* **TEXT**
↓

American musician Santi White, better known by her stage name Santigold (formerly Santogold), has released four studio albums, two mixtapes, one extended play (EP), and twenty-two singles (including eight as a featured artist). White's discography under the name Santogold consists of her eponymous debut album, six singles, one mixtape, and four music videos, all of which were released in 2008, except the single "Creator", which was released in late 2007. Santogold peaked at number 74 on the Billboard 200, and reached numbers 2 and 6 on Billboards Dance/Electronic Albums and Independent Albums, respectively. The album also charted in Belgium, France, the Netherlands, and the United Kingdom.

↑

* **OBJECTIVE 1**
Pull out every line of the entries that contains the string "trace". Uppercase and lowercase letters count as different.
The entries that follow have no connection to the Santigold passage.

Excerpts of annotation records
↓

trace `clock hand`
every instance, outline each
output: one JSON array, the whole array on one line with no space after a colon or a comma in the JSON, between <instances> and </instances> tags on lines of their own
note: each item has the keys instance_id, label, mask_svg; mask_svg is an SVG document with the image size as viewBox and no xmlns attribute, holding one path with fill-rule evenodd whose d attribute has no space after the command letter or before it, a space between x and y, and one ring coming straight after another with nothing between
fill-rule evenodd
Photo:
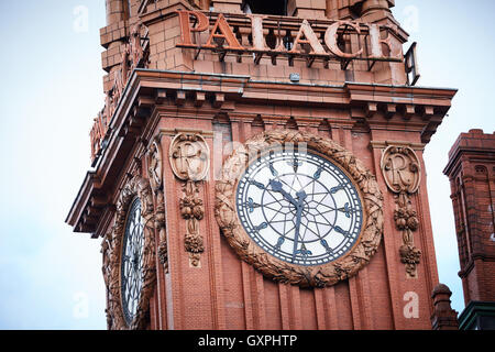
<instances>
[{"instance_id":1,"label":"clock hand","mask_svg":"<svg viewBox=\"0 0 495 352\"><path fill-rule=\"evenodd\" d=\"M304 202L308 195L305 190L297 193L297 213L296 213L296 232L294 234L294 251L293 251L293 262L296 258L297 246L299 244L299 231L300 231L300 218L302 216L302 210L305 209Z\"/></svg>"},{"instance_id":2,"label":"clock hand","mask_svg":"<svg viewBox=\"0 0 495 352\"><path fill-rule=\"evenodd\" d=\"M272 187L273 191L279 193L282 196L284 196L285 199L287 199L289 202L292 202L296 208L298 207L298 202L296 201L296 199L294 199L293 196L290 196L288 193L285 191L285 189L282 187L280 182L271 179L270 186Z\"/></svg>"}]
</instances>

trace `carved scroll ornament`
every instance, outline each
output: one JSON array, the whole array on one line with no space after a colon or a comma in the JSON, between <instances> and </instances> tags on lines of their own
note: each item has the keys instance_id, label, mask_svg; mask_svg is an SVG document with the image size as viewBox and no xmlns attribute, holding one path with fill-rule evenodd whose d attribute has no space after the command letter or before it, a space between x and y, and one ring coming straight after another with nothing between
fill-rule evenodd
<instances>
[{"instance_id":1,"label":"carved scroll ornament","mask_svg":"<svg viewBox=\"0 0 495 352\"><path fill-rule=\"evenodd\" d=\"M135 318L128 324L122 310L121 298L121 256L125 231L125 219L133 199L139 197L144 224L143 283ZM150 183L140 176L132 178L122 189L117 202L117 213L112 231L102 242L103 278L107 286L107 323L111 330L141 330L146 327L150 297L155 285L155 251L153 198Z\"/></svg>"},{"instance_id":2,"label":"carved scroll ornament","mask_svg":"<svg viewBox=\"0 0 495 352\"><path fill-rule=\"evenodd\" d=\"M209 172L210 150L205 139L197 133L179 133L172 143L169 162L174 175L185 182L184 197L179 201L180 216L186 221L184 246L189 253L191 266L200 266L200 255L205 252L204 239L199 233L199 221L205 208L199 198L198 182Z\"/></svg>"},{"instance_id":3,"label":"carved scroll ornament","mask_svg":"<svg viewBox=\"0 0 495 352\"><path fill-rule=\"evenodd\" d=\"M363 230L348 255L319 266L300 266L270 255L251 240L235 210L235 187L249 166L250 155L256 155L272 145L307 143L334 161L351 176L361 191L365 213ZM358 274L376 253L383 233L383 196L376 178L355 156L331 140L299 131L275 130L249 140L244 148L235 150L223 164L221 179L216 184L215 215L229 244L246 263L265 276L299 286L331 286Z\"/></svg>"},{"instance_id":4,"label":"carved scroll ornament","mask_svg":"<svg viewBox=\"0 0 495 352\"><path fill-rule=\"evenodd\" d=\"M413 208L410 196L418 191L421 168L419 160L410 147L388 146L382 156L382 173L388 189L396 194L394 220L402 232L403 244L399 249L400 262L406 265L408 277L417 276L421 251L414 244L414 232L419 220Z\"/></svg>"}]
</instances>

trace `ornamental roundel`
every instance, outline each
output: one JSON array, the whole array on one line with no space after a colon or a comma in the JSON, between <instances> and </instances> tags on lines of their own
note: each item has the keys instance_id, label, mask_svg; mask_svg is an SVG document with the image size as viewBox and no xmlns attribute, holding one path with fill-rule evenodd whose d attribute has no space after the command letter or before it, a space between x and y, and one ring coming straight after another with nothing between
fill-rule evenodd
<instances>
[{"instance_id":1,"label":"ornamental roundel","mask_svg":"<svg viewBox=\"0 0 495 352\"><path fill-rule=\"evenodd\" d=\"M135 176L121 190L114 226L102 244L109 329L146 327L156 275L153 226L150 182Z\"/></svg>"},{"instance_id":2,"label":"ornamental roundel","mask_svg":"<svg viewBox=\"0 0 495 352\"><path fill-rule=\"evenodd\" d=\"M376 178L331 140L277 130L224 162L216 218L238 255L275 280L324 287L376 253L383 196Z\"/></svg>"}]
</instances>

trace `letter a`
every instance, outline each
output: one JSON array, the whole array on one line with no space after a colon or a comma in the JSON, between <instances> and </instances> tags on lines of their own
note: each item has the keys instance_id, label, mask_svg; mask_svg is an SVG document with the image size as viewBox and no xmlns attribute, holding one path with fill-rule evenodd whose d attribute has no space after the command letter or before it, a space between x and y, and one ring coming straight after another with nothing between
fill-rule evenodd
<instances>
[{"instance_id":1,"label":"letter a","mask_svg":"<svg viewBox=\"0 0 495 352\"><path fill-rule=\"evenodd\" d=\"M332 25L330 25L327 30L327 33L324 33L324 43L327 44L328 48L339 57L354 58L354 57L360 56L361 53L363 52L362 48L356 53L344 53L339 48L339 45L337 44L337 38L338 38L339 34L337 34L337 32L339 31L339 28L341 25L352 26L356 31L358 34L361 34L361 29L360 29L359 24L348 22L348 21L336 22Z\"/></svg>"},{"instance_id":2,"label":"letter a","mask_svg":"<svg viewBox=\"0 0 495 352\"><path fill-rule=\"evenodd\" d=\"M217 33L217 31L220 31L220 33ZM229 23L227 22L222 13L218 15L217 22L215 22L213 29L211 30L210 33L210 37L208 38L208 42L205 44L205 47L216 47L216 45L212 43L213 38L226 40L228 44L226 48L238 51L244 50L244 47L241 46L238 38L233 34L232 29L230 28Z\"/></svg>"},{"instance_id":3,"label":"letter a","mask_svg":"<svg viewBox=\"0 0 495 352\"><path fill-rule=\"evenodd\" d=\"M178 45L197 47L199 45L193 44L190 40L190 32L204 32L208 30L209 21L206 14L197 11L176 11L179 14L180 22L180 40L182 43ZM195 28L190 26L190 16L194 15L198 20L198 25Z\"/></svg>"},{"instance_id":4,"label":"letter a","mask_svg":"<svg viewBox=\"0 0 495 352\"><path fill-rule=\"evenodd\" d=\"M306 37L306 40L302 40L302 35ZM315 31L311 29L311 25L309 25L308 20L302 21L302 24L300 25L299 29L299 33L297 33L296 40L294 41L294 47L290 50L290 53L299 53L300 51L297 50L297 45L301 44L309 44L311 46L310 54L318 54L318 55L327 54L317 35L315 34Z\"/></svg>"}]
</instances>

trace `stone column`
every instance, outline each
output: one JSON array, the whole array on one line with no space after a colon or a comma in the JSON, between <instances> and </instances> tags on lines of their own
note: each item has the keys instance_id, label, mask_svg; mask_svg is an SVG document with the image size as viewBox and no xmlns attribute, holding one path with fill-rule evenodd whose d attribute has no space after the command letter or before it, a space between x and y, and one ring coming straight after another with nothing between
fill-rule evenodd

↑

* **OBJECTIVE 2**
Besides the Billboard charts, which countries does the Santigold passage say the album charted in?

* **EXERCISE RESULT 1**
trace `clock hand`
trace `carved scroll ornament`
trace `ornamental roundel`
trace `letter a`
trace `stone column`

* **EXERCISE RESULT 2**
Belgium, France, the Netherlands, and the United Kingdom.